### SET EXERCISE
Update the stretch from the line containing "In this exercise you will tag the red circle" through the end of the material by replacing "billboard" with "advertising board" wherever it occurs, and give those lines back with everything else unchanged.
BEGIN DATA EXTRACT
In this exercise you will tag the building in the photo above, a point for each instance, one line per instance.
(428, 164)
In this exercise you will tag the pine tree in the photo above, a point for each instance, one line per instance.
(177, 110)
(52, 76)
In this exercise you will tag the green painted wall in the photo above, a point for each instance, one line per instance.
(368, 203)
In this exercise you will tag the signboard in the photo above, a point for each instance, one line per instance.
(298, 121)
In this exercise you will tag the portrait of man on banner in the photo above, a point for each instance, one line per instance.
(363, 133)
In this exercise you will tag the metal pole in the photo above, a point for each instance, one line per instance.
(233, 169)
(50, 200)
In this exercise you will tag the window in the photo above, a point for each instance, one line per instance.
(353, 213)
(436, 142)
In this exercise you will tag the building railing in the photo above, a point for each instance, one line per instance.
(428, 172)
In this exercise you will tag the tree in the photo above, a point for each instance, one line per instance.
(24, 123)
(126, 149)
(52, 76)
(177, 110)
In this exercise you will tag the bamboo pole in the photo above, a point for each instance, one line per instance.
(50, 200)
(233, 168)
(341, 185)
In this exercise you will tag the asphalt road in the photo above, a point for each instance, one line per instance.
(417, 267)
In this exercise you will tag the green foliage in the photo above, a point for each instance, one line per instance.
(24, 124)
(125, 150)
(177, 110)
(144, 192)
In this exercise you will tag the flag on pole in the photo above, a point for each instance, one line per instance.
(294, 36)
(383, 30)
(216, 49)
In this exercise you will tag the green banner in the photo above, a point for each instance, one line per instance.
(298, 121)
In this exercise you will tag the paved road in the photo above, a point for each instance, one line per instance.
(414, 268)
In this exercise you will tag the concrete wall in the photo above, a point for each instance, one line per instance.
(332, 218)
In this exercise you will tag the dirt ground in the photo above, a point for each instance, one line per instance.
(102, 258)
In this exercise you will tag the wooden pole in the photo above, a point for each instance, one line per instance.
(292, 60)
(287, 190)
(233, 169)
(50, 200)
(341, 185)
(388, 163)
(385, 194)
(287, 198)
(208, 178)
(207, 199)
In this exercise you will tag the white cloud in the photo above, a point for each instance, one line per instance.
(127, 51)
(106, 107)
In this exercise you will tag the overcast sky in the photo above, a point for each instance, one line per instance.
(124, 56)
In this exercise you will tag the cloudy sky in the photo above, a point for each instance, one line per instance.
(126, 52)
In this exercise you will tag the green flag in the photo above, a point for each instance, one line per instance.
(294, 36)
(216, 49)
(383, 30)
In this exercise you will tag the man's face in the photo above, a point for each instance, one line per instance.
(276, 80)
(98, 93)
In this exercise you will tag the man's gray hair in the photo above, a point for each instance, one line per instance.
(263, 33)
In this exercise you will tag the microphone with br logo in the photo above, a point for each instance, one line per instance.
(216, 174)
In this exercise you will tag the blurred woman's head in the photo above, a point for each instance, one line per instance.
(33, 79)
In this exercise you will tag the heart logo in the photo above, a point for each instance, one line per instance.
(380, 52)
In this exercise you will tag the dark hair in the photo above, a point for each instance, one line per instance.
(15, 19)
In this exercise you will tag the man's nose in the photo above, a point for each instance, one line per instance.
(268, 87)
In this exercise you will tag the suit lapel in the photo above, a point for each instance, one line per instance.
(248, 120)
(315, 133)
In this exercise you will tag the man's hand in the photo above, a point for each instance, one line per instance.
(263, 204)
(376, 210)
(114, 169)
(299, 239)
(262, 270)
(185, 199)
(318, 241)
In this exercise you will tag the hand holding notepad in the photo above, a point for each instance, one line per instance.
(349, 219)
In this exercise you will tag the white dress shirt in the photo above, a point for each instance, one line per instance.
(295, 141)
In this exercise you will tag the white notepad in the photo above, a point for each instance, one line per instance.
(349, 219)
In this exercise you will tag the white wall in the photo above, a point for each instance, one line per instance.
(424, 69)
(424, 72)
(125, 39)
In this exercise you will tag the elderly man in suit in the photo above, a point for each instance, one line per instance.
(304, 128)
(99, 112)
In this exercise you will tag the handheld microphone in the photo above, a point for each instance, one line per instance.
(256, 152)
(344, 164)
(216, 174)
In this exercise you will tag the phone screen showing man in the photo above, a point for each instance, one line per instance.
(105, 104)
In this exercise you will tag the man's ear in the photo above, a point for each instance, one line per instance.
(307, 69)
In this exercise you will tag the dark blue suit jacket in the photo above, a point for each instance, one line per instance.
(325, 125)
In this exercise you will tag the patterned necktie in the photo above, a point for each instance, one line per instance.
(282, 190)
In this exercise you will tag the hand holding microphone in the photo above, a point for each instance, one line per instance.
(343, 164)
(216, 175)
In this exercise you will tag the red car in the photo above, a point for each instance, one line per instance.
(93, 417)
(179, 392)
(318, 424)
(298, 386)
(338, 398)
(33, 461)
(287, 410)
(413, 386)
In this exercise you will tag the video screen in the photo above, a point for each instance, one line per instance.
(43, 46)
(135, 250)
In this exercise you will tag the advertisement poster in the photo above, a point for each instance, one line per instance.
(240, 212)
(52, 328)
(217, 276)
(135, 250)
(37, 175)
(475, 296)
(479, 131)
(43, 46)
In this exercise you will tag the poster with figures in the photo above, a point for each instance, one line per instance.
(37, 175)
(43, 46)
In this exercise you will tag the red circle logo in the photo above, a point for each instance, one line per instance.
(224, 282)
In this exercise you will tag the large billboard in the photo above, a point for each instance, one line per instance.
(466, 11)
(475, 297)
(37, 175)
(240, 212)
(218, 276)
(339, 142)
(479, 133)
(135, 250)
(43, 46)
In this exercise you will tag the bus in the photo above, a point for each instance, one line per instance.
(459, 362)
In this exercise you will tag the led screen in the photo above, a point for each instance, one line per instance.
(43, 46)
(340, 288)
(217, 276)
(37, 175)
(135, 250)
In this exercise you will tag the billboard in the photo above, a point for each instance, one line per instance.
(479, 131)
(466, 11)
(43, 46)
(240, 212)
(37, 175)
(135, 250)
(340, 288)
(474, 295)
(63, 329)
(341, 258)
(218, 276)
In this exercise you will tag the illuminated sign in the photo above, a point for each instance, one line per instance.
END DATA EXTRACT
### ANSWER FOR THE TASK
In this exercise you will tag the red circle logo in the photo above, a point for each instance, one line per instance.
(224, 282)
In this exercise you will tag the large advertising board in the photo above, a point for each instance, one line per instance.
(466, 11)
(475, 297)
(37, 175)
(240, 212)
(218, 276)
(339, 142)
(479, 133)
(135, 250)
(43, 46)
In this exercise you will tag the bus in the photo above, a point for each instance, one line per instance.
(459, 362)
In this exercise you will tag the led screen in the photo above, a point for each instance, one line per instance.
(43, 46)
(340, 288)
(217, 276)
(37, 175)
(135, 250)
In this exercise you will tag the advertising board in the photo above, a point for each instance, one line per instance.
(479, 131)
(466, 11)
(43, 46)
(240, 212)
(37, 175)
(135, 250)
(340, 288)
(474, 295)
(63, 329)
(341, 258)
(218, 276)
In this exercise you will tag the illuminated sign in the photo above, a point for each instance, one line per instance.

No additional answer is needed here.